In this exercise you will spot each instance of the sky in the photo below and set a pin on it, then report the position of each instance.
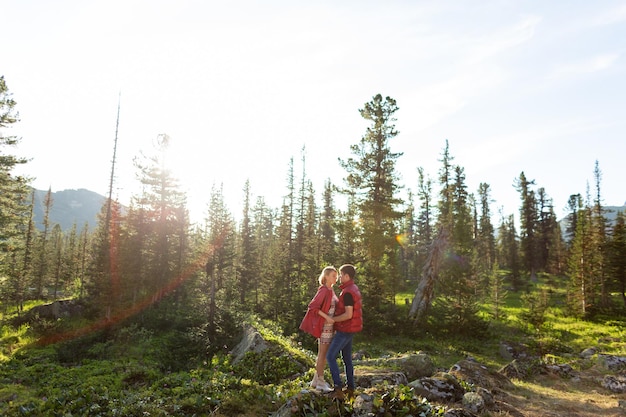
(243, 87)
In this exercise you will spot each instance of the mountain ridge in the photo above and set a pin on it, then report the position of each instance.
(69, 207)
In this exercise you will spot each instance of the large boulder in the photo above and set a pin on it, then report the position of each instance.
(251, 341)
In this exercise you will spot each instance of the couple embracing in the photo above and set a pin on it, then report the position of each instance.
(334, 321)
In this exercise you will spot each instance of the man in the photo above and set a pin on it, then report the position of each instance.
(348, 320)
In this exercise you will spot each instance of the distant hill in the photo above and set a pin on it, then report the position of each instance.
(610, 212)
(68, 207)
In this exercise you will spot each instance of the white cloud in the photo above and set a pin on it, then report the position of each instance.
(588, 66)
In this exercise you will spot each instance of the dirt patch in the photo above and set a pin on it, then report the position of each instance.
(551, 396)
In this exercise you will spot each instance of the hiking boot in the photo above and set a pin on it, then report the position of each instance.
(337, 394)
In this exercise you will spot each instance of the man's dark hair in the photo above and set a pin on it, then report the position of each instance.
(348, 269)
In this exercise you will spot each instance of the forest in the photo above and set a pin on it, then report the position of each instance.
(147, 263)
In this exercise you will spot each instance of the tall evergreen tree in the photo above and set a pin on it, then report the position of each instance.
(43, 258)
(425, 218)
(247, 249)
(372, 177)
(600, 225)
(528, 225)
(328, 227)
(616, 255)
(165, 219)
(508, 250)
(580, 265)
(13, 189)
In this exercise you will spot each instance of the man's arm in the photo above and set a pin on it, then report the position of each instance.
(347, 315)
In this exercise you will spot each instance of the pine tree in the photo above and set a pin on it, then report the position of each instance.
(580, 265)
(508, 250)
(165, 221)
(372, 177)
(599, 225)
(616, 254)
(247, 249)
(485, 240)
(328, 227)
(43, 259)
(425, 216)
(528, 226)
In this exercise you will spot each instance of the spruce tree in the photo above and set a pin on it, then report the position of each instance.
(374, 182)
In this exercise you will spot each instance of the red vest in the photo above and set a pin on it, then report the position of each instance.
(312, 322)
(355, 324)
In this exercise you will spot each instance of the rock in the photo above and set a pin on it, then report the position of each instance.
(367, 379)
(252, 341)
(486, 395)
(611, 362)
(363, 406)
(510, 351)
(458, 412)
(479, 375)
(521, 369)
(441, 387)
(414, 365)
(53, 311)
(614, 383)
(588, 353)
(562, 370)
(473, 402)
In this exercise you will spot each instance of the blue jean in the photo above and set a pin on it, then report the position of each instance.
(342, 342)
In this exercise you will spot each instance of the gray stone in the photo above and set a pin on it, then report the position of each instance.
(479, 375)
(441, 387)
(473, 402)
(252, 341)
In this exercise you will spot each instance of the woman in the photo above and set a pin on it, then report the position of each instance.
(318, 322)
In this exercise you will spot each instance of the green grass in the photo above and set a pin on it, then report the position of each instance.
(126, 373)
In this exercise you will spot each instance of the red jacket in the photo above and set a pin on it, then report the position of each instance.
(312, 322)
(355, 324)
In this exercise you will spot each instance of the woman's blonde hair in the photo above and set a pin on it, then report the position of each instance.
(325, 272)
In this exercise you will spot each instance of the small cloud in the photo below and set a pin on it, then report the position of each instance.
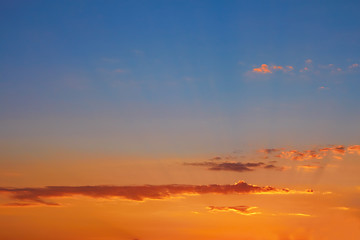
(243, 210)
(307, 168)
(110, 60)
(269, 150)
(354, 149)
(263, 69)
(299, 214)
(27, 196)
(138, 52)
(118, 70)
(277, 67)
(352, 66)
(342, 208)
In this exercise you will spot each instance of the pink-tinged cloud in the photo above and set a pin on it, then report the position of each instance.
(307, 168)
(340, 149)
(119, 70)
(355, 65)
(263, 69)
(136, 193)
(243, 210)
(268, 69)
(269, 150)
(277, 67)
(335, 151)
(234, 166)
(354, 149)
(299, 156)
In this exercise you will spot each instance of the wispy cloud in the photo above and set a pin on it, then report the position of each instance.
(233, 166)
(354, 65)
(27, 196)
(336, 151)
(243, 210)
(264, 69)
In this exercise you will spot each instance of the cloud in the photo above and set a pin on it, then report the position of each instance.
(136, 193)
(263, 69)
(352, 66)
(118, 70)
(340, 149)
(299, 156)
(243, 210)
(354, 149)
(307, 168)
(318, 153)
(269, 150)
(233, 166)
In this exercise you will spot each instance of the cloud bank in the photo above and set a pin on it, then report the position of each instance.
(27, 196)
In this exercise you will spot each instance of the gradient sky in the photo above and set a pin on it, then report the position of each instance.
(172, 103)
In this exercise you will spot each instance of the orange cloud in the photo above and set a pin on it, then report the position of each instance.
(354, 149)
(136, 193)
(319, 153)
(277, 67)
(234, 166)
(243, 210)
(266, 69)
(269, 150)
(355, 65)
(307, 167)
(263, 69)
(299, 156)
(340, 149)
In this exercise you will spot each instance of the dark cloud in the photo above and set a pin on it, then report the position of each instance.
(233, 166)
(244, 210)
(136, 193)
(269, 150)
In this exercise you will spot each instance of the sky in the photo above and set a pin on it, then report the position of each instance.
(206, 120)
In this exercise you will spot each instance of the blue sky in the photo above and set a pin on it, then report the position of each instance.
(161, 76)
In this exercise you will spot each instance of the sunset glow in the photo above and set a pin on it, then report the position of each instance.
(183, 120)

-- WHAT YOU NEED TO DO --
Leave every image out, and retype the material exactly.

-- EXERCISE ANSWER --
In this exercise you will spot each instance of the sky in the photo below and set a pin on it, then report the position of each instance.
(243, 87)
In this exercise you will spot each instance of the mountain ridge in the photo above and set a pin on it, then report the position of each instance.
(69, 207)
In this exercise you will spot each instance of the large boulder in the photo above and set a pin on it, then report the position of each instance.
(251, 341)
In this exercise you will spot each instance of the couple embracing in the photo above and set a pin on it, then report the position of each instance.
(334, 321)
In this exercise you will spot each instance of the man in the photo above and set a pin on it, then report the position of each instance.
(348, 320)
In this exercise you will spot each instance of the distant hill in the photo above and set a pin on it, then report the position of each instance.
(610, 212)
(68, 207)
In this exercise you will spot each instance of the white cloud in the photo above and set a pin on it, then report the position of each instance.
(588, 66)
In this exercise you will spot each instance of the dirt patch in the photo above and set a pin on it, then report the position of each instance.
(551, 396)
In this exercise you will spot each instance of the hiking boot in the photo above and set a pin on it, then report the position of each instance.
(337, 394)
In this exercise you will spot each instance of the man's dark hair in the photo above and set a pin on it, then report the position of each instance.
(348, 269)
In this exercise you will spot each instance of the forest in the photo above and set a pin on it, then report the position of each instance.
(147, 263)
In this exercise you will spot each instance of the tall evergreen tree in the photo above and set a pin on it, then report the position of each instance.
(43, 258)
(425, 218)
(247, 249)
(372, 177)
(600, 225)
(528, 225)
(328, 227)
(616, 255)
(165, 219)
(508, 250)
(580, 265)
(13, 189)
In this exercise you will spot each instance of the man's arm in the photo above and set a pin on it, then report the position of each instance.
(347, 315)
In this exercise you will spot each instance of the pine tree in the photo above and set a pin on it, then report the position of each instance.
(580, 265)
(508, 250)
(165, 221)
(372, 177)
(599, 225)
(616, 254)
(247, 249)
(485, 240)
(328, 227)
(43, 259)
(425, 216)
(528, 226)
In this exercise you will spot each instance of the spruce tree in the photo above and set a pin on it, then report the position of each instance.
(374, 182)
In this exercise you will spot each instance of the red vest in the photo above and set a pin on it, then report the position of each instance.
(312, 322)
(355, 324)
In this exercise you will spot each instance of the rock in the photo above and set a pin on it, then report the position of each instance.
(367, 379)
(252, 341)
(486, 395)
(611, 362)
(363, 406)
(510, 351)
(458, 412)
(479, 375)
(521, 369)
(441, 387)
(414, 365)
(53, 311)
(614, 383)
(588, 353)
(562, 370)
(473, 402)
In this exercise you will spot each instance of the blue jean in the photo above and set a pin on it, then report the position of each instance.
(342, 342)
In this exercise you will spot each instance of the gray stone in the photo above and set a pin on it, then report the position of each instance.
(479, 375)
(441, 387)
(473, 402)
(252, 341)
In this exercise you will spot each instance of the woman in the photo above and set a pin on it, then report the position of each instance.
(318, 322)
In this exercise you will spot each instance of the green grass in the photo above and set a pin on it, then report the position of each instance.
(126, 373)
In this exercise you will spot each instance of the red jacket in the photo above and set a pin on it, then report the position of each instance.
(312, 322)
(355, 324)
In this exercise you will spot each instance of the woman's blonde hair in the photo above and set a pin on it, then report the position of each instance.
(325, 272)
In this exercise you will spot each instance of the small cloud in the photo below and set a pin on it, then report the position of each instance.
(243, 210)
(307, 168)
(110, 60)
(269, 150)
(354, 149)
(263, 69)
(299, 214)
(27, 196)
(138, 52)
(118, 70)
(277, 67)
(352, 66)
(342, 208)
In this exercise you will spot each instance of the pink-tinged cloud in the photo above and set a pin on it, then report the position of each instance.
(307, 168)
(340, 149)
(119, 70)
(355, 65)
(263, 69)
(136, 193)
(243, 210)
(268, 69)
(269, 150)
(277, 67)
(335, 151)
(234, 166)
(354, 149)
(299, 156)
In this exercise you will spot each instance of the wispy cloud in the photo above and set a pin on it, then report the position of each instance.
(233, 166)
(354, 65)
(27, 196)
(336, 151)
(243, 210)
(264, 69)
In this exercise you will spot each instance of the cloud in the photo above and set a pin on it, then report the position of each instance.
(136, 193)
(263, 69)
(352, 66)
(118, 70)
(340, 149)
(299, 156)
(243, 210)
(354, 149)
(307, 168)
(318, 153)
(269, 150)
(233, 166)
In this exercise you will spot each instance of the cloud bank in the photo above and set a pin on it, then report the position of each instance.
(27, 196)
In this exercise you will spot each instance of the gradient sky in the photo above and set a pin on it, then report the position of each instance.
(172, 103)
In this exercise you will spot each instance of the orange cloud in the photo above and set a pin on it, then report the position of each instance.
(354, 149)
(136, 193)
(319, 153)
(277, 67)
(234, 166)
(243, 210)
(266, 69)
(269, 150)
(355, 65)
(307, 167)
(263, 69)
(299, 156)
(340, 149)
In this exercise you will spot each instance of the dark cloud in the photo above and set a pin on it, then report the position of each instance.
(233, 166)
(244, 210)
(136, 193)
(269, 150)
In this exercise you will spot each instance of the sky in the photo above and set a pin on it, then report the position of each instance.
(206, 120)
In this exercise you will spot each instance of the blue sky in the photo above and set a pin on it, then report the position of each instance.
(161, 76)
In this exercise you will spot each instance of the sunset glow in the photo above and set a pin on it, then report the position of each instance.
(183, 120)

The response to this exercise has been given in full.